Instructions to follow: Go through the data below. List every line that holds the word "clicks".

Records for the task:
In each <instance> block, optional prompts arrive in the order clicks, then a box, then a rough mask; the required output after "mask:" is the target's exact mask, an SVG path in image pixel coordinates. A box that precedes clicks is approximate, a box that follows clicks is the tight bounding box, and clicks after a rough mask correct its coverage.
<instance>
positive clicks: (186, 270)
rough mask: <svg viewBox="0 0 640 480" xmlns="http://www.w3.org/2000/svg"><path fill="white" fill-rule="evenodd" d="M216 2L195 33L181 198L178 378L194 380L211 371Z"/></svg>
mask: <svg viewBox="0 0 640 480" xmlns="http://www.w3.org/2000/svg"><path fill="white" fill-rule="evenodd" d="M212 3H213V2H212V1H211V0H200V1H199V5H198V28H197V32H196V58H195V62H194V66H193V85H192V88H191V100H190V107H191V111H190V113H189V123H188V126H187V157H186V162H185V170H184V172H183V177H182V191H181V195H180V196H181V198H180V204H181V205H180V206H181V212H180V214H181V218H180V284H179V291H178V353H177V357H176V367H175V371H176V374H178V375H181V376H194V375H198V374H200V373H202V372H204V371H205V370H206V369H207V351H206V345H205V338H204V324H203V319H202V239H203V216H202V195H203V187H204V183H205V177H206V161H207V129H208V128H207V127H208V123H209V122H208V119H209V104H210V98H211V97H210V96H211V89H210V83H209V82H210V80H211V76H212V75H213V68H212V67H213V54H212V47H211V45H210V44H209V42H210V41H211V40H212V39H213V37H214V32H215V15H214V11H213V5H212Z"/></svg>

Task answer:
In each <instance> block, optional prompts arrive in the order clicks, then a box, then a rough mask; the required output after "mask:" is the target's exact mask, an SVG path in image pixel coordinates. A box that precedes clicks is approximate, a box that follows clicks is the tight bounding box, and clicks after a rough mask correct its coverage.
positive clicks: (186, 270)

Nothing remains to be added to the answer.